• **SUPPLIED PASSAGE**:
▽
# Allegan, MI Duke Male, Senior



## onyx'girl (May 18, 2007)

Adoptable German Shepherd Dog: Duke: Petfinder Pet ID: 8910
Hi my name is Duke! I am a very kind and gentle old boy who was found wandering without a home and brought to the shelter. If my owners do not claim me, I can be adopted as soon as 9-6-2010, so please come visit me today!

This is a kill shelter...


----------



## gsdgirl36 (Oct 26, 2006)

up ya go Duke


----------



## Marissa (Dec 31, 2009)

Anyone live in the area to evaluate? I have family in the area that could transport so we can get him in rescue...


----------



## onyx'girl (May 18, 2007)

I live 45 min from there...could do an eval but not til wed afternoon


----------



## Marissa (Dec 31, 2009)

Ok. Just PM me and let me know if he's still there. I will see what I can do


----------



## onyx'girl (May 18, 2007)

Marissa, if you have a rescue to take him(if he evals ok), please share which one. I can do the eval and pull, help with transport as long as the rescue he goes to is legit.
If I call them and put a hold on him because a rescue may commit it may help his chances of not getting euth'd.
Wed is a long way away unfortunately~he's still listed as I type this.


----------



## onyx'girl (May 18, 2007)

Duke was adopted!!!!


----------
△
• **GIVEN DATA**:
▽
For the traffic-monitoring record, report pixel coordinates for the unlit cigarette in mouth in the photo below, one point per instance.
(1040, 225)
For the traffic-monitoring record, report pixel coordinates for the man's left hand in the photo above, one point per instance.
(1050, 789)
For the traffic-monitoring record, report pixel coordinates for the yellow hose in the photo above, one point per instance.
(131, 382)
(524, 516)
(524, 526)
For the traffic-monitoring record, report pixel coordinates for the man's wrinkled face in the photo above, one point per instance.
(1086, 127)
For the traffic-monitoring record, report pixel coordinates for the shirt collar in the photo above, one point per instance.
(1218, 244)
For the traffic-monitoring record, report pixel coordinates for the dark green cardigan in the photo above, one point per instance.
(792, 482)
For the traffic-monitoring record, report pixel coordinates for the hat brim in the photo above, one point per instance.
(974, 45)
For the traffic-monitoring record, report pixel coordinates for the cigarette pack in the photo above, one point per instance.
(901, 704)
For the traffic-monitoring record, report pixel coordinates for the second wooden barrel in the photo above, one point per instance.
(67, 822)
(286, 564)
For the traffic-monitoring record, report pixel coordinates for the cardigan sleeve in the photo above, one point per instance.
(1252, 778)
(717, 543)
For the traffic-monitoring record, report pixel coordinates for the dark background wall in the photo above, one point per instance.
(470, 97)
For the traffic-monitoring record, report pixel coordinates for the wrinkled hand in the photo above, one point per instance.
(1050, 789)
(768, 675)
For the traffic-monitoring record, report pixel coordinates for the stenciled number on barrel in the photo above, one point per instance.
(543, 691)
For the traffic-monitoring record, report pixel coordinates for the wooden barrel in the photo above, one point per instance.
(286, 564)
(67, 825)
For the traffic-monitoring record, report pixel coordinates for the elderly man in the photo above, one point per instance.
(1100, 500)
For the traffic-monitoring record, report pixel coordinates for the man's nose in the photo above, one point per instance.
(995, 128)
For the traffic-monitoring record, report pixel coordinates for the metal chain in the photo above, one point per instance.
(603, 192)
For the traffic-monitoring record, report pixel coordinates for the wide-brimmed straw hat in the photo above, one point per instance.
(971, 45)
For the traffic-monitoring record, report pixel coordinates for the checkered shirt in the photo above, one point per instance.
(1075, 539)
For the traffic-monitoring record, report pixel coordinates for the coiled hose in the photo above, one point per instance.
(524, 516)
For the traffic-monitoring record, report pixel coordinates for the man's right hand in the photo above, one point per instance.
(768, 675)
△
• **PROBLEM 1**:
In the Duke adoption thread, why does onyx'girl think calling the shelter to put a hold on Duke could be worthwhile?
• **PROBLEM 2**:
Using the Duke adoption thread, decide whether each statement agrees with it. Answer yes or no and quote the words that decide it.
(a) Duke was found wandering without a home.
(b) onyx'girl offered to do an evaluation on Wednesday morning.
(c) The thread ends with news that Duke was adopted.
• **PROBLEM 3**:
Translate this sentence from the Duke adoption thread into Spanish: "I am a very kind and gentle old boy who was found wandering without a home and brought to the shelter."

• **FULL RESPONSE 1**:
She says that a hold placed because a rescue may commit could help his chances of not being euthanized.

• **FULL RESPONSE 2**:
(a) Yes: "was found wandering without a home and brought to the shelter"
(b) No: "could do an eval but not til wed afternoon"
(c) Yes: "Duke was adopted!!!!"

• **FULL RESPONSE 3**:
Soy un chico mayor muy amable y dulce que fue encontrado deambulando sin hogar y traído al refugio.